Activities ▸
(a) Repeat the passage of the Dream Count review word for word, everything from "The accessibility of" down to "own their data.".
(b) In the Dream Count review, which two of the four women narrate in the first person?

Source extract ▸
The Emotional Architecture of Dream Count: A Post-Pandemic UX Audit
By Nora Álvarez | UX Designer & Product Strategist
Spoiler Policy: Minor Spoilers (Analysis of structural themes and character arcs).
The Onboarding: Mapping the 'Dream Count' Interface
In product design, the "onboarding" phase is where we build trust. We demonstrate the value proposition before the user commits their most precious resource: time. After a twelve-year hiatus from the novel format, Chimamanda Ngozi Adichie doesn’t just invite us back into her world; she redesigns the entire user journey of the contemporary saga.
The title itself, Dream Count, serves as a brilliant rebrand of the "body count" trope. It signals a shift in the information architecture of the soul. We aren't just counting lovers; we are auditing unmet expectations and the "ghost features" of lives we imagined we would be leading by now. Adichie sets the stage in the friction-heavy landscape of the COVID-19 pandemic—a period where our collective user experience was defined by isolation and a desperate need for seamless connection.

The accessibility of the narrative remains high, yet the friction is intentional. By weaving together the lives of four women—Chiamaka, Zikora, Omelogor, and Kadiatou—Adichie forces the reader to toggle between different perspectives, each possessing its own unique "UI."
The Experience: A Hybrid Design System
The most fascinating touchpoint in this novel is the style shift in narrative voice. As a strategist, I look at agency. In Dream Count, Chiamaka and Omelogor speak to us in the first person. This creates a high-velocity, direct feedback loop with the reader; they effectively own their data.
Conversely, Zikora and Kadiatou are rendered in the third person, which creates a subtle latency in our emotional connection. It’s a deliberate design choice: Zikora is paralyzed by betrayal, and Kadiatou is trapped in a legal system that treats her as an object rather than a user. By varying the perspective, Adichie illustrates the ethical dilemma of who gets to tell their own story and who remains merely a data point in someone else’s.
The "Kadiatou" module is perhaps the most ethically charged feature of the book. Based on the real-world Nafissatou Diallo case, it represents a "gesture of returned dignity." From a UX lens, this is reparative design. Adichie takes a "broken" historical interaction—where a woman was silenced by the noise of powerful men—and builds a new interface where her internal life is the primary focus.
The Retention: Does the Emotional Logic Stick?
In the final act, the novel faces its toughest usability test: the absence of a traditional linear plot. For some, this might feel like a "bug"—a lack of direction. However, in this context, it is a feature. Life, especially post-2020, doesn't follow a clean, waterfall project management flow. It’s iterative. It’s messy.
The retention of Dream Count lies in its emotional acuity. Adichie captures the friction of modern romance and the cynical "updates" we have had to install in our hearts to survive academia and professional life. While some critics note a "streak of cynicism," I view it as a realistic edge case. We are tired. Our "dreams" have been counted, and many have been found wanting.
"The 'Dream Count' isn't just a tally of what we've lost; it's the baseline data for what we might still build."
Ultimately, Dream Count is a triumph of user-focused storytelling. It doesn't offer a "happily ever after" (which is often a lazy UX shortcut), but it provides something superior: a sense of being "truly known."

Stored data ▸
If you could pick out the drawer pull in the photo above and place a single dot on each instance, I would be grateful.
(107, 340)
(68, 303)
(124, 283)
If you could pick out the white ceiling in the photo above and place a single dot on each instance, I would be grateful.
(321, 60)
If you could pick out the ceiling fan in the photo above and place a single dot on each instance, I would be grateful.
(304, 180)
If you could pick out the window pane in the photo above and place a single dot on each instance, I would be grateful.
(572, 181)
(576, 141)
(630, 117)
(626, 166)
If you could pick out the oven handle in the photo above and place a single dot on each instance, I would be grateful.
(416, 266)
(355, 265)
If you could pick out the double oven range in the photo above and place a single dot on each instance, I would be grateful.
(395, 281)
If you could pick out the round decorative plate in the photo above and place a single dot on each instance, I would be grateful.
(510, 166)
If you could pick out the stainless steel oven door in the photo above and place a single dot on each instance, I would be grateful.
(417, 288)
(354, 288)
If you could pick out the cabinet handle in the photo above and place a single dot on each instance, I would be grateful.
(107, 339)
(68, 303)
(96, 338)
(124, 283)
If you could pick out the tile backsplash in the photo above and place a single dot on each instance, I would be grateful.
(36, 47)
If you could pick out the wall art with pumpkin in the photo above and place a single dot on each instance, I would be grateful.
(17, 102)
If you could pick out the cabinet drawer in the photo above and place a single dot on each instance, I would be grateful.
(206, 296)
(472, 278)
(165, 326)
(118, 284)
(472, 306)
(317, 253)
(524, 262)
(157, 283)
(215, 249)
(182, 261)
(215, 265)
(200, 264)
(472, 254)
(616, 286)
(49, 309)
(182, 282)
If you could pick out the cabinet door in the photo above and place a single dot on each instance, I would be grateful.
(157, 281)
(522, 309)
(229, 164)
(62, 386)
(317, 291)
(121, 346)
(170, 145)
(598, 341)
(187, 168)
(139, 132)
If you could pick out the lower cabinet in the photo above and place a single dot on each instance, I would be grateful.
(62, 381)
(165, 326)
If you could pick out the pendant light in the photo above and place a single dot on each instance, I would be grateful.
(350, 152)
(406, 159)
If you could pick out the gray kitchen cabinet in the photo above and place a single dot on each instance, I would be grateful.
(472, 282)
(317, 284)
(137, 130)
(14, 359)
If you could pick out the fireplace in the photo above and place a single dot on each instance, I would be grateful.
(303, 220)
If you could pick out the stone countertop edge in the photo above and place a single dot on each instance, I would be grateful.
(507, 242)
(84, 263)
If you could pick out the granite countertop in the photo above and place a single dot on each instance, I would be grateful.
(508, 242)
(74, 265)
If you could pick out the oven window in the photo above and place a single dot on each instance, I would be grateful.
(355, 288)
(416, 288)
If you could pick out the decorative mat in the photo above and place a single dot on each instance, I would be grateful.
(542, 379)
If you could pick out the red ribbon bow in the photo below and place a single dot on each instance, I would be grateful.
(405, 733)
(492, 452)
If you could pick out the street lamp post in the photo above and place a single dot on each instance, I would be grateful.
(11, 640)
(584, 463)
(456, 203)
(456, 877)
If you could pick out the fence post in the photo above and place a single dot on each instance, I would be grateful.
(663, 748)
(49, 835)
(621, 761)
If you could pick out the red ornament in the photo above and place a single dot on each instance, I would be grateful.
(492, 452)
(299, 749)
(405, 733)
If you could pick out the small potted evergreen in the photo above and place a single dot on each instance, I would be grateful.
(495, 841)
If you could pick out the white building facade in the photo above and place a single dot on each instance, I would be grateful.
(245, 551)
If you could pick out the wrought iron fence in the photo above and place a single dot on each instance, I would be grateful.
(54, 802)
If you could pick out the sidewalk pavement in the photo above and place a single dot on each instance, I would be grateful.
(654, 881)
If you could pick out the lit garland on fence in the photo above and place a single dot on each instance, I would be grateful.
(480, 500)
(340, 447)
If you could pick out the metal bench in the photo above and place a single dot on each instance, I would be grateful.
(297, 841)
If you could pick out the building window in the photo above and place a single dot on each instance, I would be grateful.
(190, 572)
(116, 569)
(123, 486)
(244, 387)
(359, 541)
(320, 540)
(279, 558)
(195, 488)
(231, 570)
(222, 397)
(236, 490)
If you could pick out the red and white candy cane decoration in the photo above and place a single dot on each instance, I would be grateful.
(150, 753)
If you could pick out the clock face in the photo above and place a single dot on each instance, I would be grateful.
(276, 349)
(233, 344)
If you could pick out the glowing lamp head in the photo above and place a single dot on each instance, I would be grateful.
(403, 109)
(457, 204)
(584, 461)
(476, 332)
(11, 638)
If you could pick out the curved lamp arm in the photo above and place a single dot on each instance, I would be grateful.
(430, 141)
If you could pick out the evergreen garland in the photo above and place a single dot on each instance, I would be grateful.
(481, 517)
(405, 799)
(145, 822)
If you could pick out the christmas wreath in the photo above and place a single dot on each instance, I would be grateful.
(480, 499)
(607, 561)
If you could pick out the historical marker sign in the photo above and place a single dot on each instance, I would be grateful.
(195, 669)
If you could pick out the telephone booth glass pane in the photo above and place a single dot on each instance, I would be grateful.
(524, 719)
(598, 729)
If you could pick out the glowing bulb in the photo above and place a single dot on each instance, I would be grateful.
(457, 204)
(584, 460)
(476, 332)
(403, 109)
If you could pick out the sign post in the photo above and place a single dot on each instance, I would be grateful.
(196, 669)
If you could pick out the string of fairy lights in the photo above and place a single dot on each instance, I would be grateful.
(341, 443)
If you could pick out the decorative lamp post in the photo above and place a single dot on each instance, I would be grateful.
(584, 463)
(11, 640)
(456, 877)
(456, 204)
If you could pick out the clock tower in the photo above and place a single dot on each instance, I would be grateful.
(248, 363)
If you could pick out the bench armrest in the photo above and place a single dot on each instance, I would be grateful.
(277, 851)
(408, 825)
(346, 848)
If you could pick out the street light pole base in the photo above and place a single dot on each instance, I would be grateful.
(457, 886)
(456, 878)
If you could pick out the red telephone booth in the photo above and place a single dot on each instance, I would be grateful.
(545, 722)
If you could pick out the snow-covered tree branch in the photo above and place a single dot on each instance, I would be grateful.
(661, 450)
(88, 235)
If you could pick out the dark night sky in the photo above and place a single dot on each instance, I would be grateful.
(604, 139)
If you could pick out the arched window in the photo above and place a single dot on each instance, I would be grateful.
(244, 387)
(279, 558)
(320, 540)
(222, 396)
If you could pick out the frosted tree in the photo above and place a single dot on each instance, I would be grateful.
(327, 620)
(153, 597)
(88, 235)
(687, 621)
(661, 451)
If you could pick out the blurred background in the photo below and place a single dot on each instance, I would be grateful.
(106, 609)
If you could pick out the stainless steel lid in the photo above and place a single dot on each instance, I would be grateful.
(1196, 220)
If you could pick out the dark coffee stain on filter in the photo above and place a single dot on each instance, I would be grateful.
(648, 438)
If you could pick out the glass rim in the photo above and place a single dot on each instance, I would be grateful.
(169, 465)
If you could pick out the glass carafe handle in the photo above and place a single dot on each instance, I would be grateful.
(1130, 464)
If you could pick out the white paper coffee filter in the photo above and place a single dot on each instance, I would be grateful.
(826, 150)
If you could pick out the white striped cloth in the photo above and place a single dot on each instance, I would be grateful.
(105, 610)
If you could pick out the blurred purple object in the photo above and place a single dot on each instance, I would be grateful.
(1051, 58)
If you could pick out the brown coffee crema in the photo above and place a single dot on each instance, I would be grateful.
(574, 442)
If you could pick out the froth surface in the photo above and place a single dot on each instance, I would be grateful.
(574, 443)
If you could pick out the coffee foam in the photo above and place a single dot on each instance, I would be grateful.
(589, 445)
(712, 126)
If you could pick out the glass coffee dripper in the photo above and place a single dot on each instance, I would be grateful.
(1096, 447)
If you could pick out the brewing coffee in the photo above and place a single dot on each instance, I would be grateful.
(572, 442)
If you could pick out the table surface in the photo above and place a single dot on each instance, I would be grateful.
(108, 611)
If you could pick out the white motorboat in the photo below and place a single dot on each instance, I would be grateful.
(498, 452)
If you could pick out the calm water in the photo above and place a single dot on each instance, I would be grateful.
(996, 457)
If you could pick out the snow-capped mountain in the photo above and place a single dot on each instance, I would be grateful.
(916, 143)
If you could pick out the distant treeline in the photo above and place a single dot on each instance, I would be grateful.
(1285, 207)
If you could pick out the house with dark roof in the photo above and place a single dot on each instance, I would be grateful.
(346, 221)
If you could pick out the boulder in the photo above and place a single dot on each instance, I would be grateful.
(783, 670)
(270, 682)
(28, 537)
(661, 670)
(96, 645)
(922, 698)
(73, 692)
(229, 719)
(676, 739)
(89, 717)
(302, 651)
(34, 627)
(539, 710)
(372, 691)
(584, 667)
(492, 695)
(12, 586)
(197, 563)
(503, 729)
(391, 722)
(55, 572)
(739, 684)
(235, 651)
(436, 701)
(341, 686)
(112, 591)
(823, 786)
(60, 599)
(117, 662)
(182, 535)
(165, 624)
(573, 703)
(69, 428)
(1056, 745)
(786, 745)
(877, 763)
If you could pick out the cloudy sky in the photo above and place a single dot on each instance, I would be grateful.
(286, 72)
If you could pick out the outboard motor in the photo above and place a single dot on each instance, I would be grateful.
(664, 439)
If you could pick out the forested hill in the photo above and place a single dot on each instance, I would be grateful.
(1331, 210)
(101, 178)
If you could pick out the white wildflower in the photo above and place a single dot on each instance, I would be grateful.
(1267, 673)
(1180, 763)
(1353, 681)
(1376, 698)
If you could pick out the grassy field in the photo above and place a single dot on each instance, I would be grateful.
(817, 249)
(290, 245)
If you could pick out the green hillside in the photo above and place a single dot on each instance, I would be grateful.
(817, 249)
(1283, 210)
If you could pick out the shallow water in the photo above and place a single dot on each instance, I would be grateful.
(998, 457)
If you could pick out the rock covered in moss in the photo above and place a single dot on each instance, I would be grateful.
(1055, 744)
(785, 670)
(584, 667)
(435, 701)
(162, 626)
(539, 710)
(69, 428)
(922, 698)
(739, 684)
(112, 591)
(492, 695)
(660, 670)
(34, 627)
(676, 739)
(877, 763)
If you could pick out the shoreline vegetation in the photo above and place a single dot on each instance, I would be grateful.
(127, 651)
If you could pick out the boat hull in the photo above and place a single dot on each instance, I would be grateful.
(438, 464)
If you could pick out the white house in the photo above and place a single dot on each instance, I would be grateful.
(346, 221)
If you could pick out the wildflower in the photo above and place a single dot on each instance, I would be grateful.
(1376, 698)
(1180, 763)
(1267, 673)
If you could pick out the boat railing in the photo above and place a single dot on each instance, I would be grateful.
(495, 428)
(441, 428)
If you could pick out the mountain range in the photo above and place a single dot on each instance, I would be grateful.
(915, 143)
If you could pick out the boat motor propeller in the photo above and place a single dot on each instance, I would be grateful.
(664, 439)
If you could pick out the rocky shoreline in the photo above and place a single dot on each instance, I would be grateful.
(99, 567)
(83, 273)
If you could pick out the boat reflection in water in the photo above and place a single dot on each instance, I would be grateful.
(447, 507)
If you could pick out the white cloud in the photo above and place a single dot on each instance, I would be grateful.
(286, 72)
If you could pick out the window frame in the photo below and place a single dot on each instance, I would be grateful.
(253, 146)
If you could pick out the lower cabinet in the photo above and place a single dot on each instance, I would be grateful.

Exercise results ▸
(a)
The accessibility of the narrative remains high, yet the friction is intentional. By weaving together the lives of four women—Chiamaka, Zikora, Omelogor, and Kadiatou—Adichie forces the reader to toggle between different perspectives, each possessing its own unique "UI."
The Experience: A Hybrid Design System
The most fascinating touchpoint in this novel is the style shift in narrative voice. As a strategist, I look at agency. In Dream Count, Chiamaka and Omelogor speak to us in the first person. This creates a high-velocity, direct feedback loop with the reader; they effectively own their data.

(b) Chiamaka and Omelogor.